-------- ТЕКСТ ДЛЯ ЧТЕНИЯ --------

Этот ум мог бы осветить и уничтожить одно из роковых недоразумений современности; он показал бы, как тяжело и уродливо ложится на всё то, что мы называем «культурой», мрачная и тревожная тень естественного недовольства цивилизацией.
Убийцы всегда вызывали у меня ощущение воплощённой глупости. И как бы чисто ни был одет убийца, он всегда возбуждает подозрение в его физической чистоплотности.
Первый убийца, встреченный мною, жил в Казани, на окраине города, в Задней Мокрой улице; его звали — Назар. Старик шестидесяти семи лет, высокий, сутулый, с большим, плоским лицом, в огромной белой бороде, с широким раздавленным носом и длинными, до коленных чашек, руками, он отдалённо напоминал обезьяну, но голубые, жиденькие глазки его светились детски ясно, и в языке, в словах было что-то детское, шепелявое, мягкое.
В молодости он был пастухом и уличён в скотоложстве; над ним издевались и особенно сильно — семья его дяди. В день апостолов Петра и Павла он вырезал всю эту семью отточенным обломком косы;
дядю:
— Не позволяй смеяться!
брата и жену его:
— Не смейтесь!
племянницу свою, девяти лет:
— Чтобы молчала!
и батрака-рабочего:
— Просто, под руку попал.

--------

*ЗАДАНИЕ 1*. Где, согласно тексту для чтения, жил первый встреченный убийца по имени Назар?
*ЗАДАНИЕ 2*. Перепишите из текста для чтения всё, начиная со слов «Убийцы всегда вызывали» и вплоть до слов «детское, шепелявое, мягкое.».

-------- ИСХОДНЫЕ ДАННЫЕ --------

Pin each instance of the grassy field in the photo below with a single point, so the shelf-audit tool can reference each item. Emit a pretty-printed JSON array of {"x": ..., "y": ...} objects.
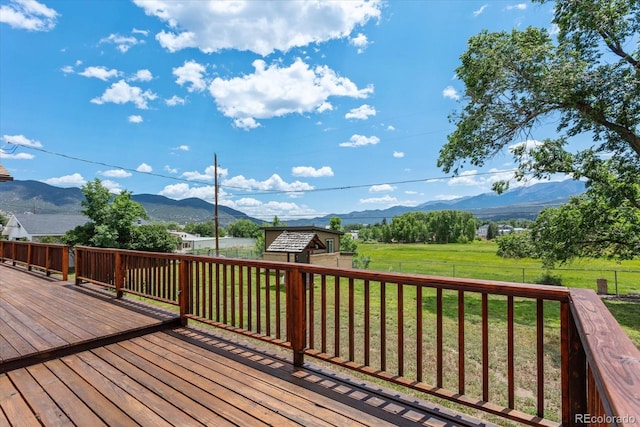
[{"x": 479, "y": 260}]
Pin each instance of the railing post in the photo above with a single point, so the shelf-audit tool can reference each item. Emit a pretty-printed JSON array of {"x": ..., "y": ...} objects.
[
  {"x": 29, "y": 254},
  {"x": 184, "y": 288},
  {"x": 119, "y": 271},
  {"x": 47, "y": 260},
  {"x": 296, "y": 319},
  {"x": 573, "y": 368},
  {"x": 78, "y": 264},
  {"x": 65, "y": 263}
]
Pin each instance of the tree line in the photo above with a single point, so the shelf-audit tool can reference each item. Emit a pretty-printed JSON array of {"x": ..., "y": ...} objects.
[{"x": 424, "y": 227}]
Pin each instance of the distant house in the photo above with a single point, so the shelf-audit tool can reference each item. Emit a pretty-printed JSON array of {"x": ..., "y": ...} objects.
[
  {"x": 310, "y": 245},
  {"x": 193, "y": 243},
  {"x": 483, "y": 231},
  {"x": 34, "y": 227}
]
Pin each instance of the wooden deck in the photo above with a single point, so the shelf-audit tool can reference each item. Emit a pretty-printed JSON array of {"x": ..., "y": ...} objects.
[{"x": 75, "y": 356}]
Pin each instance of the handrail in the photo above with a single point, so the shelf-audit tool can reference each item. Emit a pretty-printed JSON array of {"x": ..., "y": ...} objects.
[
  {"x": 609, "y": 365},
  {"x": 428, "y": 333},
  {"x": 46, "y": 256}
]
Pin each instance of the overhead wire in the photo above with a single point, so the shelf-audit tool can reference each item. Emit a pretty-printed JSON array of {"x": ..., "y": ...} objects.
[{"x": 254, "y": 192}]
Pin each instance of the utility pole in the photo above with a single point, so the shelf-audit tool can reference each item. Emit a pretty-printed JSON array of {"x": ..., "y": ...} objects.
[{"x": 215, "y": 181}]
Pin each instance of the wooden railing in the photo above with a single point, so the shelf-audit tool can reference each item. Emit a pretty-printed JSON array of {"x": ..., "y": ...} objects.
[
  {"x": 50, "y": 258},
  {"x": 539, "y": 355}
]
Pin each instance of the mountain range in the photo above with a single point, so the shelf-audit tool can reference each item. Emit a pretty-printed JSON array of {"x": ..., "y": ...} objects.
[{"x": 521, "y": 202}]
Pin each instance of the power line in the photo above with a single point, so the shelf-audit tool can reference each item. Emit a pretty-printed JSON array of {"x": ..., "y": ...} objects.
[{"x": 252, "y": 192}]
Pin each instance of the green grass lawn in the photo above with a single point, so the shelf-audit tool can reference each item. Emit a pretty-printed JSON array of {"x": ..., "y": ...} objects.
[{"x": 479, "y": 260}]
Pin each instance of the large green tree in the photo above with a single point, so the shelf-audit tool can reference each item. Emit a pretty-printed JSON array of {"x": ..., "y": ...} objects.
[
  {"x": 113, "y": 223},
  {"x": 585, "y": 79}
]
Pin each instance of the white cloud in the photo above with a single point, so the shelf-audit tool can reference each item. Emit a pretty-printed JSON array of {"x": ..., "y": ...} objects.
[
  {"x": 363, "y": 112},
  {"x": 473, "y": 178},
  {"x": 191, "y": 73},
  {"x": 360, "y": 41},
  {"x": 311, "y": 172},
  {"x": 28, "y": 15},
  {"x": 73, "y": 180},
  {"x": 360, "y": 141},
  {"x": 115, "y": 173},
  {"x": 144, "y": 168},
  {"x": 112, "y": 186},
  {"x": 175, "y": 42},
  {"x": 100, "y": 72},
  {"x": 143, "y": 75},
  {"x": 266, "y": 211},
  {"x": 385, "y": 200},
  {"x": 451, "y": 93},
  {"x": 21, "y": 140},
  {"x": 519, "y": 6},
  {"x": 479, "y": 11},
  {"x": 123, "y": 43},
  {"x": 137, "y": 31},
  {"x": 175, "y": 100},
  {"x": 15, "y": 156},
  {"x": 121, "y": 93},
  {"x": 183, "y": 191},
  {"x": 274, "y": 91},
  {"x": 524, "y": 146},
  {"x": 258, "y": 26},
  {"x": 381, "y": 188},
  {"x": 208, "y": 174},
  {"x": 273, "y": 183}
]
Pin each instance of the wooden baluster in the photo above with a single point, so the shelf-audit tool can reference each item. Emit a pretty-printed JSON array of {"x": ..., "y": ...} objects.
[{"x": 296, "y": 322}]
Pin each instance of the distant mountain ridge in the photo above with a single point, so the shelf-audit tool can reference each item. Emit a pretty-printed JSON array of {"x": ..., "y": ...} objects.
[
  {"x": 517, "y": 203},
  {"x": 521, "y": 202},
  {"x": 38, "y": 197}
]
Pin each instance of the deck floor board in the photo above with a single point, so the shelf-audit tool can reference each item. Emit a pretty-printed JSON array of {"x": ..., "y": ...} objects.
[{"x": 170, "y": 375}]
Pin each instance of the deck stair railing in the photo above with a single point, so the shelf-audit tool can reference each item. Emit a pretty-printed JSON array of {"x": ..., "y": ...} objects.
[
  {"x": 50, "y": 258},
  {"x": 535, "y": 354}
]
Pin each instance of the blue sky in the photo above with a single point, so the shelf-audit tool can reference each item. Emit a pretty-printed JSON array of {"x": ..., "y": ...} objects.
[{"x": 311, "y": 107}]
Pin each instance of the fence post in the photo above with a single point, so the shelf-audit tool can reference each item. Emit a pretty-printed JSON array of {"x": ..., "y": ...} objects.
[
  {"x": 119, "y": 271},
  {"x": 184, "y": 290},
  {"x": 65, "y": 263},
  {"x": 29, "y": 255},
  {"x": 78, "y": 264},
  {"x": 296, "y": 319},
  {"x": 573, "y": 368}
]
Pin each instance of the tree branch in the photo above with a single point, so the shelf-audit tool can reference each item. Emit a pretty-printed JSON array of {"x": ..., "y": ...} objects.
[
  {"x": 599, "y": 117},
  {"x": 616, "y": 48}
]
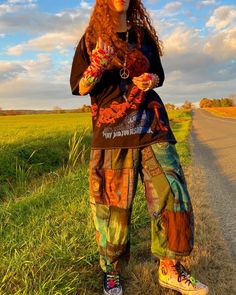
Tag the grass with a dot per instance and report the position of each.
(225, 112)
(47, 238)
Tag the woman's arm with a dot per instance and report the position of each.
(87, 72)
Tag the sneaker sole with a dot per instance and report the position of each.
(105, 293)
(183, 292)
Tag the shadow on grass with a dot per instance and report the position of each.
(17, 164)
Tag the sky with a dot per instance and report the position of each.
(38, 39)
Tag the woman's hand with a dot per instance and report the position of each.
(103, 46)
(146, 81)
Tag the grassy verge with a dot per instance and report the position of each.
(225, 112)
(47, 235)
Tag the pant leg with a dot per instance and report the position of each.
(168, 200)
(113, 183)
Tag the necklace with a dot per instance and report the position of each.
(124, 72)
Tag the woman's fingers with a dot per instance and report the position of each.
(102, 45)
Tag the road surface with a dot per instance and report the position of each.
(214, 149)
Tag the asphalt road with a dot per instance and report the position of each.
(214, 150)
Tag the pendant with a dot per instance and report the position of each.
(124, 73)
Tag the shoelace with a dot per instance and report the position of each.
(183, 275)
(113, 280)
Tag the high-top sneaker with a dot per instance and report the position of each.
(173, 275)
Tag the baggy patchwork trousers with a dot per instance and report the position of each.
(113, 182)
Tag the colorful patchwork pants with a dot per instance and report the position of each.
(113, 182)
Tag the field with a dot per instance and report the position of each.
(226, 112)
(47, 239)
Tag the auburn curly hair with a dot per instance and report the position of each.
(102, 24)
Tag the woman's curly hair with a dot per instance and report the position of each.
(103, 24)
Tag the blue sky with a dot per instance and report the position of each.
(37, 40)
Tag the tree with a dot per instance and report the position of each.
(58, 110)
(188, 105)
(205, 103)
(169, 106)
(86, 108)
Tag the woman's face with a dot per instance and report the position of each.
(119, 5)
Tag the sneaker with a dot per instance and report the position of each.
(173, 275)
(112, 283)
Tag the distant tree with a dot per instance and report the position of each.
(226, 102)
(233, 97)
(188, 105)
(58, 110)
(216, 103)
(86, 108)
(169, 106)
(206, 103)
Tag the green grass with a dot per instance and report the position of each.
(47, 239)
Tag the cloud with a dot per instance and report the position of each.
(222, 45)
(48, 42)
(223, 17)
(170, 9)
(13, 6)
(27, 69)
(207, 3)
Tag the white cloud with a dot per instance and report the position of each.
(223, 16)
(12, 6)
(222, 45)
(207, 2)
(48, 42)
(171, 8)
(181, 40)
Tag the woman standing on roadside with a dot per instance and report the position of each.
(117, 62)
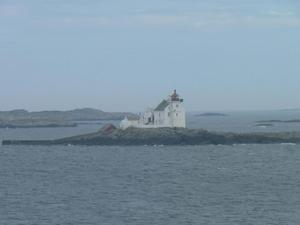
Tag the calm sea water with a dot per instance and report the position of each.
(241, 184)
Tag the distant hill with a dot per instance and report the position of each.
(25, 119)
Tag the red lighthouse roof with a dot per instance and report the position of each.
(175, 96)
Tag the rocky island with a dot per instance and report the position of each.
(24, 119)
(110, 135)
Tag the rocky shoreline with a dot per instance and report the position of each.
(110, 135)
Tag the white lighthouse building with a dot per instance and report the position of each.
(169, 113)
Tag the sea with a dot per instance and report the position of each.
(153, 185)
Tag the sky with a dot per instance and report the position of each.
(118, 55)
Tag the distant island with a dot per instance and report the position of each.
(110, 135)
(279, 121)
(212, 114)
(25, 119)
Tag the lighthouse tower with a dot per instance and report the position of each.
(176, 111)
(169, 113)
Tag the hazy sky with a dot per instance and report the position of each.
(125, 55)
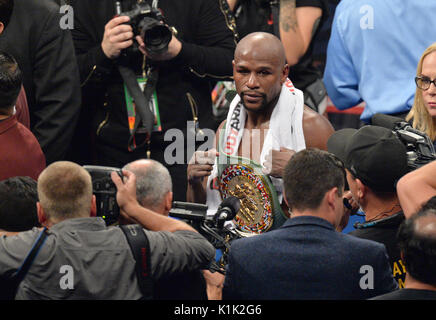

--------

*ПИСЬМЕННЫЙ ОТВЕТ 1*. В Казани, на окраине города, в Задней Мокрой улице.

*ПИСЬМЕННЫЙ ОТВЕТ 2*.
Убийцы всегда вызывали у меня ощущение воплощённой глупости. И как бы чисто ни был одет убийца, он всегда возбуждает подозрение в его физической чистоплотности.
Первый убийца, встреченный мною, жил в Казани, на окраине города, в Задней Мокрой улице; его звали — Назар. Старик шестидесяти семи лет, высокий, сутулый, с большим, плоским лицом, в огромной белой бороде, с широким раздавленным носом и длинными, до коленных чашек, руками, он отдалённо напоминал обезьяну, но голубые, жиденькие глазки его светились детски ясно, и в языке, в словах было что-то детское, шепелявое, мягкое.